> **DATASET**:

=======

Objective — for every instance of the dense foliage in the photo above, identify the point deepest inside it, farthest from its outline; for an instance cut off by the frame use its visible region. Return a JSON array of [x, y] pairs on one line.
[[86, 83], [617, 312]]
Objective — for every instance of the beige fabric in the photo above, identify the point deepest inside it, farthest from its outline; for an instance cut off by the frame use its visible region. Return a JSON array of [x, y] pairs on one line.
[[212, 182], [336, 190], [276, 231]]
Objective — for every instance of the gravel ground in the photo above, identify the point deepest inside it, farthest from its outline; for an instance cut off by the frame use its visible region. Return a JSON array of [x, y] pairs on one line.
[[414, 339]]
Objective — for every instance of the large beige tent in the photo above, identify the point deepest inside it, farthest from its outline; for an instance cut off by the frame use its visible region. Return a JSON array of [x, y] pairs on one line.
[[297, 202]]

=======

Could you write out every item above again, both its wording and its answer, with each x and y coordinate in the answers shifted by -63?

> **ANSWER IN FULL**:
Objective — for every instance of the dense foliage in the photo above, identify the point deepest inside it, farthest from its outline; for an instance cut off by the frame use its visible region. Return a JSON array of [x, y] pairs on one line.
[[23, 20], [554, 249]]
Objective — for every instance of the beige fabric in the photo above, identify the point deepest inside it, farthest from its outline; for an instance cut off by the frame use its visible region. Return a JSON array of [x, y] pairs on one line.
[[149, 119], [273, 127], [213, 168]]
Objective — for every instance of the gravel ground in the photo above, identify the point deepest inside it, farthest from its outline; for an instance cut off by the frame use its visible region. Return a JSON array of [x, y] pairs on one line.
[[351, 276]]
Objective — for every instance of the large beige tent in the photo above, identify the point deepest inside it, farthest from its outline; for an instance cut off by the frame use its visible region. Return a JSON array of [x, y] pairs on one line.
[[234, 139]]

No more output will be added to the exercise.